■ **Exercise prompt**
From start to end, write out the following data exactly, apart from its images.
··· The input ···
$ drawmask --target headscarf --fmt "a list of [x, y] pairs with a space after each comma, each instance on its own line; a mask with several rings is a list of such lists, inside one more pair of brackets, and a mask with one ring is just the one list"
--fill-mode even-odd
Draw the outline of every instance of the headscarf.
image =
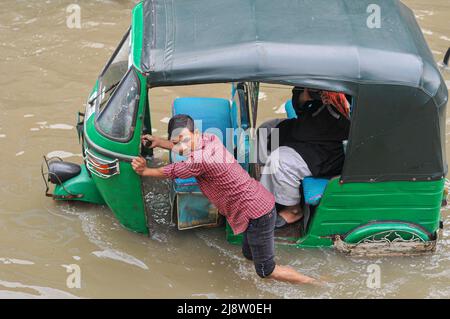
[[[305, 105], [300, 105], [298, 103], [300, 94], [305, 90], [305, 88], [302, 87], [294, 87], [292, 89], [292, 105], [294, 107], [295, 112], [297, 115], [302, 110], [305, 110]], [[310, 94], [311, 95], [311, 94]], [[317, 94], [316, 94], [317, 95]], [[309, 106], [309, 110], [316, 110], [320, 105], [332, 105], [334, 108], [344, 115], [347, 119], [350, 118], [350, 105], [347, 101], [347, 98], [345, 97], [344, 93], [337, 93], [337, 92], [331, 92], [331, 91], [320, 91], [320, 97], [313, 97], [313, 101], [310, 101], [307, 103]], [[316, 100], [318, 99], [318, 100]]]
[[321, 97], [323, 104], [333, 105], [339, 113], [350, 118], [350, 105], [344, 93], [322, 91]]

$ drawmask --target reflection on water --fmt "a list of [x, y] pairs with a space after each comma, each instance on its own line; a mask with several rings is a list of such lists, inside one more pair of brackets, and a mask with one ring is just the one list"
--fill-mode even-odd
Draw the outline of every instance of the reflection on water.
[[[23, 285], [19, 282], [8, 282], [0, 280], [0, 286], [9, 288], [9, 290], [3, 290], [1, 293], [2, 298], [14, 298], [14, 299], [35, 299], [35, 298], [56, 298], [56, 299], [68, 299], [78, 298], [68, 292], [53, 289], [50, 287], [39, 287]], [[26, 292], [29, 291], [29, 292]]]
[[[69, 29], [65, 8], [72, 2], [0, 2], [0, 297], [450, 296], [447, 209], [433, 255], [357, 259], [332, 250], [277, 250], [277, 262], [328, 282], [317, 288], [260, 280], [240, 248], [225, 241], [222, 229], [177, 231], [170, 221], [167, 182], [146, 188], [145, 201], [154, 212], [152, 238], [124, 230], [106, 207], [46, 198], [39, 175], [42, 155], [81, 162], [76, 113], [127, 30], [137, 1], [83, 1], [81, 29]], [[449, 2], [405, 2], [442, 61], [450, 46]], [[450, 87], [450, 71], [442, 72]], [[290, 90], [261, 90], [259, 121], [285, 116], [280, 105]], [[223, 85], [155, 89], [153, 133], [166, 135], [176, 97], [229, 93]], [[155, 158], [167, 160], [167, 152], [158, 150]], [[81, 289], [66, 285], [70, 264], [81, 269]], [[381, 267], [380, 289], [367, 288], [371, 264]]]
[[74, 153], [66, 152], [66, 151], [52, 151], [50, 153], [47, 153], [47, 158], [52, 158], [52, 157], [69, 158], [69, 157], [73, 157], [73, 156], [81, 156], [81, 153], [74, 154]]

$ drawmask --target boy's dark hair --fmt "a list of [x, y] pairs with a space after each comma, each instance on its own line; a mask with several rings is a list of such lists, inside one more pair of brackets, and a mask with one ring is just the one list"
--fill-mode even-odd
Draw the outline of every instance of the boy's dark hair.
···
■ **Final answer**
$ drawmask --target headscarf --fmt "a list of [x, y] pairs with a space after each comma, each instance on its own line; a mask with several rings is a list of such lists, inside one more pair of brackets, and a mask with one ring is just the one list"
--fill-mode even-odd
Draw the outline of every instance of the headscarf.
image =
[[[305, 105], [300, 105], [298, 103], [300, 94], [305, 90], [305, 88], [302, 87], [294, 87], [292, 89], [292, 105], [294, 107], [295, 112], [297, 115], [302, 110], [305, 110]], [[310, 94], [311, 95], [311, 94]], [[317, 94], [316, 94], [317, 95]], [[309, 106], [309, 110], [316, 110], [320, 105], [332, 105], [334, 108], [344, 115], [347, 119], [350, 118], [350, 105], [347, 101], [347, 98], [345, 97], [344, 93], [337, 93], [337, 92], [331, 92], [331, 91], [320, 91], [320, 97], [313, 97], [313, 101], [310, 101], [307, 103]], [[316, 100], [318, 99], [318, 100]]]
[[321, 97], [323, 104], [333, 105], [339, 113], [350, 118], [350, 105], [344, 93], [322, 91]]

$ drawmask --target reflection on water --fmt "a list of [x, y] pairs with a space after each comma, each instance on its own line; a mask with several rings is a list of such lists, inside one more pair of brackets, and a mask with one ring is just the one list"
--fill-mode even-odd
Draw the outline of every instance of the reflection on water.
[[[23, 285], [19, 282], [8, 282], [0, 280], [0, 286], [9, 288], [9, 290], [3, 290], [1, 293], [2, 298], [14, 298], [14, 299], [35, 299], [35, 298], [56, 298], [56, 299], [68, 299], [78, 298], [68, 292], [53, 289], [50, 287], [39, 287]], [[26, 292], [29, 291], [29, 292]]]
[[[69, 29], [65, 8], [72, 2], [0, 2], [0, 297], [450, 296], [447, 209], [433, 255], [357, 259], [332, 250], [277, 250], [277, 262], [328, 282], [317, 288], [260, 280], [240, 248], [225, 241], [222, 229], [177, 231], [170, 221], [167, 182], [146, 188], [145, 201], [154, 212], [152, 238], [124, 230], [106, 207], [46, 198], [39, 175], [42, 155], [81, 162], [76, 113], [127, 30], [137, 1], [83, 1], [81, 29]], [[449, 2], [405, 2], [442, 61], [450, 46]], [[450, 87], [450, 71], [442, 72]], [[290, 90], [261, 90], [259, 121], [285, 116], [280, 105]], [[223, 85], [155, 89], [153, 133], [166, 135], [176, 97], [229, 93]], [[155, 158], [167, 160], [167, 152], [158, 150]], [[81, 289], [66, 285], [70, 264], [81, 269]], [[381, 267], [380, 289], [367, 288], [371, 264]]]
[[74, 153], [66, 152], [66, 151], [52, 151], [50, 153], [47, 153], [47, 158], [52, 158], [52, 157], [69, 158], [69, 157], [73, 157], [73, 156], [81, 156], [81, 153], [74, 154]]

$ drawmask --target boy's dark hair --fmt "a list of [x, y] pairs with a space after each comma, each instance on its own line; a mask with several rings is a list of such lists, inside one more pair of brackets, and a mask with one ring is just the one list"
--fill-mode even-odd
Draw the outline of every instance of the boy's dark hair.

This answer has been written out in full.